--- TO DO ---
Convert the whole listing below into a numbered list, leaving out any blank lines.

....................

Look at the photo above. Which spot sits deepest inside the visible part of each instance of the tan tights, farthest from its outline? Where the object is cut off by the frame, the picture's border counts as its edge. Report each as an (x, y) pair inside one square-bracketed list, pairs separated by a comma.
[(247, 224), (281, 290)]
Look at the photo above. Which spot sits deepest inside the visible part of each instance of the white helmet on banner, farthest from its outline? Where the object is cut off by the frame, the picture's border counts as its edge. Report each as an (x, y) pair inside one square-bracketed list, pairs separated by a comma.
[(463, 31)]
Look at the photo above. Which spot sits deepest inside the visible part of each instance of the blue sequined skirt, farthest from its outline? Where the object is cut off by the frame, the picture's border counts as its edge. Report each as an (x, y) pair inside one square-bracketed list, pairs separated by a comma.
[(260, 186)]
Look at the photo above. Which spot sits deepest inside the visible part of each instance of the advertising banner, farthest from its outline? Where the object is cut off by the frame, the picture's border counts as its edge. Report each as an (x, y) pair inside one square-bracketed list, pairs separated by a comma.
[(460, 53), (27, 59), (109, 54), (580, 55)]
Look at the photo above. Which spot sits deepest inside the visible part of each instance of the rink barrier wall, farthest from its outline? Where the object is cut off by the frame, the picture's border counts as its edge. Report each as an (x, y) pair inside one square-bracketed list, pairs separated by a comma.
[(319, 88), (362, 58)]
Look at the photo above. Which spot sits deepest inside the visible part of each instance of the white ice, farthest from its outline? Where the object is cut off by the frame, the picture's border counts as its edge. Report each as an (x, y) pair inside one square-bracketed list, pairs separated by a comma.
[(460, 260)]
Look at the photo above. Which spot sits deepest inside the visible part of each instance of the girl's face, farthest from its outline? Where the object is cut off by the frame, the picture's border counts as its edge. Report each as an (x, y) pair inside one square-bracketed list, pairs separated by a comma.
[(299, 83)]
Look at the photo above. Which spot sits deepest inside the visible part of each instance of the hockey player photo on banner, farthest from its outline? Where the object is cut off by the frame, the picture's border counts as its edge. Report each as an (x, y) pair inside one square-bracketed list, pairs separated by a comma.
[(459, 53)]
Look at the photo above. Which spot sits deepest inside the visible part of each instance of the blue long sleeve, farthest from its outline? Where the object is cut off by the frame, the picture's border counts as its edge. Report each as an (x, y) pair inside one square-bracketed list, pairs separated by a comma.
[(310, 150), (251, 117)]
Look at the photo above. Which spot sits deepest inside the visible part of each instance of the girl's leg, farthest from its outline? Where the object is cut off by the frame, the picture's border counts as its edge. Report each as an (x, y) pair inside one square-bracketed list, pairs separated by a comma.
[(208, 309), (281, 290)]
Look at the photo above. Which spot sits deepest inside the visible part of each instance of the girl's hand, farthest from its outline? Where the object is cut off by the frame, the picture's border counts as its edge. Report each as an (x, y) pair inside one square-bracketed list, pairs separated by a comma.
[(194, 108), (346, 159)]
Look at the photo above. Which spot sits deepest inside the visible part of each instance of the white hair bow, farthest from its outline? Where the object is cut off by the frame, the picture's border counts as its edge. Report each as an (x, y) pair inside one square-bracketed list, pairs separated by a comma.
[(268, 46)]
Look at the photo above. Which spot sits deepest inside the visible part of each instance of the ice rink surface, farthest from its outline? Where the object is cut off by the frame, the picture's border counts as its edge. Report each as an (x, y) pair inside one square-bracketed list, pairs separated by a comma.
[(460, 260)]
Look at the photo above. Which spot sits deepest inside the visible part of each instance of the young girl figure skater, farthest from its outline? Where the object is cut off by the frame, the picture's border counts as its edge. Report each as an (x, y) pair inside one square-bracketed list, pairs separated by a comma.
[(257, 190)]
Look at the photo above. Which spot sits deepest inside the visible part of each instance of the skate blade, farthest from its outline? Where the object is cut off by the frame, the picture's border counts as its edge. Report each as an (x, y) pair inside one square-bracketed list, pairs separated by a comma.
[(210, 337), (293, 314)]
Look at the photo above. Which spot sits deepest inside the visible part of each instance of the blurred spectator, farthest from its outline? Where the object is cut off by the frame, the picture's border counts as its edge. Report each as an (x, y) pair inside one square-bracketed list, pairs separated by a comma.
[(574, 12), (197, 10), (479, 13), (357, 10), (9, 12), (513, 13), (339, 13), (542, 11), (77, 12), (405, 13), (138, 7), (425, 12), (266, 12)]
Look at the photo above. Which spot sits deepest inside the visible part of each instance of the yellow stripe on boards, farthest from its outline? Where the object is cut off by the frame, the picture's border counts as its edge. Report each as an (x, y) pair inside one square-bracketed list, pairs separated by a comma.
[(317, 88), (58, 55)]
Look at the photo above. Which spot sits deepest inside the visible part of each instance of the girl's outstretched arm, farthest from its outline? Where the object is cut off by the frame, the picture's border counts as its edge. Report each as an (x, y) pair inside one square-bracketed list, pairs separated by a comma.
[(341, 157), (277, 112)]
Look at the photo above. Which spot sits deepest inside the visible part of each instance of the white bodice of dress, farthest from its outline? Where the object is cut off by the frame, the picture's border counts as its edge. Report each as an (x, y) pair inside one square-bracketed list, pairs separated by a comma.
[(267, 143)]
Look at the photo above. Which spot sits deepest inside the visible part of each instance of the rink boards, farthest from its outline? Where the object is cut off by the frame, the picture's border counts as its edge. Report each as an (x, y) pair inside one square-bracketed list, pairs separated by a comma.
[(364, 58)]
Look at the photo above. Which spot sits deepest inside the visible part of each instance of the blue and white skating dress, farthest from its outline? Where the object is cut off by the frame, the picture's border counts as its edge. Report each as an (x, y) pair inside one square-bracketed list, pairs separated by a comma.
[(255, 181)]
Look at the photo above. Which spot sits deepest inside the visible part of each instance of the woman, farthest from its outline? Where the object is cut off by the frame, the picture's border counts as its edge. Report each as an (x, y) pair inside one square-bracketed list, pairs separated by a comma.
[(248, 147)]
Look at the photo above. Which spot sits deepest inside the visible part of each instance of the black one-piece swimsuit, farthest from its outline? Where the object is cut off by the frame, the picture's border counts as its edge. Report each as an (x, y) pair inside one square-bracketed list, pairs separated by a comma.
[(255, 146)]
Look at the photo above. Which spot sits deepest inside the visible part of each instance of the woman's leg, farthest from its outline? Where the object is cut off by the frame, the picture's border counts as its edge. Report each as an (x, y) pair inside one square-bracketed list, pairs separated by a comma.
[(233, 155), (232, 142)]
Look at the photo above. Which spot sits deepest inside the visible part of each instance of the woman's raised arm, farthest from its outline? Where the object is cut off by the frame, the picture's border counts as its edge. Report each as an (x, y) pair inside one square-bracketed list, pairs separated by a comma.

....................

--- SOLUTION FOR THIS EXERCISE ---
1. Look at the photo above. Which spot sits deepest inside the visible part of each instance of the tan tights, farthest from its outline? Where the object is cut off by the frame, the picture's border counts as its edge. Report each as an (x, y) pair inside one square-bracketed list, pairs separated by a comma.
2. [(247, 224), (281, 290)]
3. Look at the photo above. Which spot sits deepest inside the visible part of each instance of the white helmet on banner, farthest from its outline? Where the object is cut off by the frame, the picture's border counts as its edge. Report each as an (x, y) pair inside one square-bracketed list, pairs separated by a comma.
4. [(463, 31)]
5. Look at the photo above. Which spot sits deepest inside the visible part of each instance of the blue sequined skirt, farthest from its outline? Where the object is cut off by the frame, the picture's border counts as its edge. Report each as an (x, y) pair inside one square-bracketed list, pairs separated by a comma.
6. [(260, 186)]
7. Look at the photo above. Which spot sits deepest inside the visible part of each instance of the advertising banner, farthest from its outline? Where the object is cut off by the frame, the picture's border counts as its edge. Report each as an (x, y) pair inside one square-bracketed list, pairs separated by a comma.
8. [(460, 53), (27, 59), (109, 54), (580, 55)]
9. Look at the photo above. Which spot sits deepest inside the visible part of each instance of the rink barrier wall, farthest from its outline? Where the object is cut off by the frame, the picture's border counts as its edge. Report each as an (x, y) pair inside one square-bracketed list, pairs separated by a comma.
10. [(319, 88), (362, 58)]
11. Look at the photo above. Which spot sits deepest inside the visible part of each instance of the white ice, farthest from its outline? Where the object is cut off by the frame, the picture's border counts as its edge. Report each as an (x, y) pair inside one square-bracketed list, pairs separated by a comma.
12. [(460, 260)]
13. Look at the photo above. Which spot sits deepest inside the visible part of each instance of the girl's face, farthest from its outline? Where the object is cut off by the frame, the picture's border counts as its edge. Report each as an (x, y) pair inside one square-bracketed list, pairs separated by a comma.
14. [(299, 83)]
15. Look at the photo above. Which spot sits deepest inside the visible part of each instance of the hockey player photo on banner, farthest from its outline? Where the object is cut off by the frame, the picture's border counts as its edge. Report each as an (x, y) pair inside one square-bracketed list, pairs separated by a comma.
16. [(459, 53)]
17. Look at the photo above. Which spot sits deepest inside the visible part of each instance of the blue long sleeve, farthest from its outline? Where the object is cut off by the frame, the picture's border counts as its edge. Report each as an (x, y) pair inside one square-bracketed list, pairs separated by a comma.
18. [(310, 150), (251, 117)]
19. Look at the photo above. Which spot sits deepest inside the visible part of each instance of the girl's leg, farthest from its outline? Where the object is cut off by the frame, the picture's border counts as its edge. Report each as an (x, y) pair inside one square-bracketed list, pairs separated by a comma.
20. [(208, 309), (281, 290)]
21. Look at the photo above. Which spot sits deepest inside the visible part of each instance of the girl's hand, farthest from its outline? Where the object is cut off by the frame, the picture's border counts as its edge. Report each as an (x, y) pair inside one square-bracketed list, pairs separated by a comma.
22. [(194, 108), (346, 159)]
23. Look at the photo above. Which spot sits deepest inside the visible part of each instance of the white hair bow, farthest from its outline? Where the object is cut off by the frame, the picture's border counts as its edge. Report each as an (x, y) pair inside one square-bracketed list, pairs separated by a comma.
24. [(268, 46)]
25. Look at the photo above. Which spot sits deepest inside the visible part of each instance of the ice rink surface, farthest from its outline? Where the object is cut off by the frame, the picture's border counts as its edge. Report each as an (x, y) pair inside one square-bracketed list, pairs separated by a comma.
26. [(460, 260)]
27. Look at the photo above. Which spot sits deepest inside the visible part of each instance of the young girl figure skater, farthest from its outline? Where the object is cut off by the frame, the picture's border counts as its edge. Report each as an (x, y) pair inside one square-bracketed list, pairs separated by a comma.
28. [(257, 190)]
29. Look at the photo above. Which spot sits deepest inside the visible part of each instance of the skate blade, farthest from its outline? Where the object is cut off by the frame, the picture's border counts as its edge. Report each as an (x, y) pair inside one square-bracketed list, pairs separated by a comma.
30. [(210, 337), (293, 314)]
31. Look at the photo above. Which spot sits deepest inside the visible part of each instance of the blurred spectator, farthest from its outline? Where the object is cut off by the frame, the picture's border counts as its edge. Report each as an (x, y) pair inside one square-bracketed list, pairs separated by a comma.
32. [(574, 12), (197, 10), (479, 13), (357, 10), (9, 12), (513, 13), (339, 13), (542, 11), (77, 12), (405, 13), (138, 7), (425, 12), (266, 12)]
33. Look at the photo above. Which spot sits deepest inside the visible part of each instance of the yellow stripe on boards, farthest from its outline? Where the object is cut off by the frame, the picture's border counts as its edge. Report each as an (x, y) pair inside one square-bracketed list, pairs separated by a comma.
34. [(317, 88), (58, 55)]
35. Look at the photo above. Which spot sits deepest inside the visible part of each instance of the girl's outstretched arm, farthest from its outline? Where the object is cut off by the frame, the picture's border counts as its edge. Report each as an (x, y) pair inside one square-bracketed list, pairs separated by a comma.
36. [(341, 157), (277, 112)]
37. Look at the photo above. Which spot sits deepest inside the visible part of each instance of the white bodice of dress, farthest from its outline? Where the object is cut off by the frame, the picture's border counts as its edge. Report each as an (x, y) pair inside one square-bracketed list, pairs separated by a comma.
38. [(267, 143)]
39. Look at the photo above. Which spot sits deepest inside the visible part of each instance of the rink boards, farthest from its outline? Where the object is cut off by the frame, the picture's border counts as its edge. Report each as an (x, y) pair inside one square-bracketed list, pairs separated by a comma.
40. [(364, 58)]
41. Look at the photo above. Which spot sits deepest inside the visible part of each instance of the blue and white skating dress, farthest from its outline? Where the object is cut off by the frame, the picture's border counts as its edge. Report each as an (x, y) pair inside one square-bracketed list, pairs separated by a comma.
42. [(255, 181)]
43. Look at the photo above. Which spot sits deepest inside the visible part of each instance of the woman, farthest from its outline? Where the object is cut off by the frame, the picture's border counts as its edge. Report each as an (x, y) pair inside one square-bracketed list, pairs separated by a comma.
44. [(248, 147)]
45. Look at the photo above. Which spot sits deepest inside the visible part of each instance of the black one-piece swimsuit, farthest from its outline? Where the object is cut off by the frame, the picture's border counts as its edge. Report each as an (x, y) pair inside one square-bracketed list, pairs separated by a comma.
46. [(255, 146)]
47. Look at the photo above. Which spot sits deepest inside the visible part of each instance of the woman's leg, farthest from its outline? Where the object is cut off by the frame, the picture's border counts as its edge. Report each as an (x, y) pair inside one square-bracketed list, pairs separated by a comma.
48. [(233, 155), (232, 142)]
49. Look at the photo above. Which spot sits deepest inside the visible part of each instance of the woman's raised arm, farthest from its outline? Where the object is cut off by the frame, the picture's border counts as its edge. Report each as an (x, y) pair inside one square-bracketed list, pairs separated by a comma.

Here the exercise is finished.